BEGIN QUOTED PASSAGE

Vancouver Canucks Brought to a Standstill by the Pandemic

Vancouver Canucks Brought to a Standstill by the Pandemic

avril 5, 2021 0 Par admin

VANCOUVER, British Columbia — The N.H.L.’s Covid-19 protocols have sidelined more than half of the Vancouver Canucks, as well as one member of the coaching staff, an extraordinary impact of the coronavirus on a sports team.

The Canucks have not played a game in nearly two weeks. At least 16 players are on the league’s protocol list after testing positive, including forward Marc Michaelis and defenseman Jalen Chatfield, who were added on Sunday. An N.H.L. roster is typically 23 players. The protocol list is based on testing and contact tracing.

The players have reported symptoms including fever, fatigue and mild headaches, as reported by The Vancouver Province. Members of the players’ immediate families and team staff have also been affected, according to reports, and it is believed that they contracted the Brazilian P.1 variant of Covid-19, a first in the N.H.L.

“Finally made it to the couch after two days,” one Canucks player told a local journalist.

END QUOTED PASSAGE
BEGIN DATA EXCERPTS

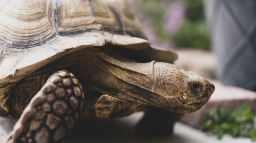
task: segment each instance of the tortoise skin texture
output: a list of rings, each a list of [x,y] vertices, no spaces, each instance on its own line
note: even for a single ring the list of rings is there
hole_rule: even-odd
[[[144,110],[138,133],[171,134],[214,85],[150,45],[125,1],[0,1],[0,116],[7,142],[61,142],[77,120]]]

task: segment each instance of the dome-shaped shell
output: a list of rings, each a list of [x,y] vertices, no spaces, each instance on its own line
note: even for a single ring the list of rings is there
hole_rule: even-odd
[[[6,110],[15,83],[82,48],[121,45],[146,49],[143,54],[158,61],[177,59],[173,52],[150,46],[123,1],[1,1],[0,19],[0,104]],[[168,56],[159,56],[163,54]]]

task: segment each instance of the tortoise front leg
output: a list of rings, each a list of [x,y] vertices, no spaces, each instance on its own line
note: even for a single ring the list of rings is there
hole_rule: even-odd
[[[73,74],[54,73],[26,107],[7,142],[61,142],[78,119],[83,98],[81,86]]]
[[[138,134],[146,136],[171,135],[176,121],[182,114],[149,106],[142,119],[136,125]]]

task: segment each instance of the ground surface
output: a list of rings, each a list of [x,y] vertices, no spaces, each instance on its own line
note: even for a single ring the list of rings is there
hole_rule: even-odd
[[[177,123],[174,134],[161,137],[140,137],[135,133],[134,127],[143,116],[138,112],[126,118],[105,121],[80,122],[63,143],[92,142],[170,142],[170,143],[249,143],[249,138],[233,139],[225,136],[218,140],[183,123]],[[0,118],[0,142],[5,142],[15,121]]]

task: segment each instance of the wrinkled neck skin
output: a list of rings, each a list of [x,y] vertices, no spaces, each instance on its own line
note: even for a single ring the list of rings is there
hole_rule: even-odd
[[[86,73],[82,78],[87,87],[111,96],[178,112],[199,108],[186,105],[188,76],[175,65],[155,61],[138,63],[114,58],[100,51],[89,54],[87,60],[91,61],[86,62],[89,64],[84,67],[90,70],[82,70]]]

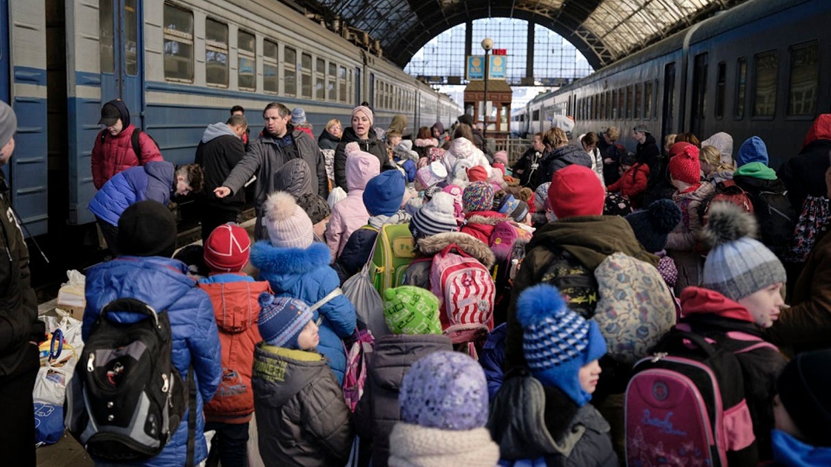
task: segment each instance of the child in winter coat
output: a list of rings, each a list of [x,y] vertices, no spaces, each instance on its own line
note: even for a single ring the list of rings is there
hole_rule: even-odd
[[[675,260],[678,268],[675,292],[679,295],[685,287],[697,286],[701,282],[703,260],[697,238],[702,219],[698,207],[715,189],[711,183],[701,183],[697,147],[683,141],[676,143],[670,148],[670,158],[671,181],[676,187],[672,200],[681,208],[681,221],[667,238],[666,254]]]
[[[302,301],[263,292],[253,355],[254,408],[266,465],[343,465],[352,443],[341,386],[314,347],[320,342]]]
[[[352,335],[356,317],[355,307],[340,293],[337,273],[329,266],[329,248],[312,242],[312,221],[291,194],[272,193],[263,208],[269,239],[254,243],[251,263],[276,294],[310,306],[321,303],[314,312],[315,322],[321,323],[318,350],[340,383],[347,367],[342,339]]]
[[[390,467],[492,467],[499,447],[484,428],[488,387],[482,367],[460,352],[421,358],[404,376],[401,421],[390,434]]]
[[[460,232],[472,235],[484,244],[489,244],[496,224],[505,219],[505,214],[493,210],[494,193],[492,184],[477,181],[469,184],[462,194],[466,222]]]
[[[251,240],[235,224],[217,227],[204,245],[204,262],[210,275],[199,288],[208,292],[222,345],[222,381],[205,405],[205,430],[216,430],[211,445],[219,461],[229,467],[245,465],[248,422],[254,411],[251,366],[254,346],[262,340],[257,329],[257,297],[271,292],[266,281],[254,281],[242,273],[248,262]]]
[[[363,200],[371,217],[366,225],[352,232],[341,255],[332,264],[341,285],[369,260],[381,227],[387,224],[410,222],[410,214],[399,209],[404,189],[404,176],[397,170],[382,172],[366,184]]]
[[[831,350],[801,353],[785,366],[774,396],[774,460],[783,467],[831,465]]]
[[[606,189],[609,193],[619,191],[637,209],[643,205],[643,195],[649,179],[649,165],[637,162],[634,155],[627,155],[621,161],[621,168],[623,175]]]
[[[391,334],[375,342],[369,357],[366,382],[355,410],[361,442],[372,445],[372,465],[386,465],[390,432],[401,420],[398,394],[404,375],[413,363],[430,353],[452,351],[441,335],[439,299],[428,290],[401,286],[384,291],[384,317]]]
[[[702,239],[712,248],[704,263],[704,283],[681,292],[683,317],[677,328],[713,338],[766,341],[763,330],[778,319],[784,305],[780,292],[785,271],[776,256],[753,238],[756,229],[753,215],[735,204],[711,207],[702,232]],[[772,344],[736,357],[759,458],[768,460],[774,426],[771,402],[785,359]]]
[[[349,236],[366,225],[369,213],[363,204],[363,190],[372,177],[381,173],[378,158],[359,149],[357,143],[347,144],[346,177],[348,188],[346,199],[332,208],[332,219],[326,233],[326,243],[332,258],[337,258],[347,245]]]
[[[617,466],[609,424],[588,403],[606,353],[597,322],[569,310],[548,284],[522,293],[517,319],[533,377],[509,374],[491,408],[502,465],[534,453],[548,465]]]

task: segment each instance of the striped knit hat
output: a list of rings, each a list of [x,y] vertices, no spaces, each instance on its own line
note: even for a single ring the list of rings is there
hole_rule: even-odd
[[[259,296],[260,314],[257,327],[269,346],[298,350],[297,337],[312,320],[312,310],[302,300],[275,297],[268,292]]]
[[[778,283],[784,267],[776,255],[753,238],[758,225],[753,214],[731,203],[714,203],[701,239],[711,246],[704,262],[704,288],[739,300]]]
[[[557,288],[539,284],[526,289],[517,302],[528,366],[543,386],[558,387],[585,406],[592,395],[580,386],[580,368],[606,354],[594,321],[586,321],[566,307]]]
[[[458,232],[453,196],[444,192],[421,205],[410,221],[413,237],[422,238],[445,232]]]

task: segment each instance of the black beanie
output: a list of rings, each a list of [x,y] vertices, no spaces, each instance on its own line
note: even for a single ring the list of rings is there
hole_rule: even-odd
[[[779,399],[805,440],[831,446],[831,349],[798,354],[776,382]]]
[[[176,249],[173,213],[150,199],[130,204],[118,219],[118,248],[130,256],[170,258]]]

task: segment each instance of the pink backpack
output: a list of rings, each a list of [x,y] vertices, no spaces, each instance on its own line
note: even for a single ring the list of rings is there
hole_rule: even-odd
[[[439,297],[444,334],[454,344],[474,342],[494,327],[494,279],[455,243],[433,258],[430,289]]]
[[[372,352],[375,338],[369,330],[358,329],[351,341],[352,344],[347,349],[347,370],[343,374],[343,398],[354,412],[363,396],[368,366],[366,356]]]
[[[654,356],[632,369],[624,406],[627,465],[755,465],[753,420],[735,355],[776,347],[743,332],[705,337],[689,329],[677,325]]]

END DATA EXCERPTS

**TO DO**
1. According to the article on the Canucks' Covid-19 outbreak, how many players does an N.H.L. roster typically have?
2. List every symptom that the article on the Canucks' Covid-19 outbreak says the players reported.

**RESULTS FOR THE EXERCISE**
1. 23 players

2. Fever, fatigue, mild headaches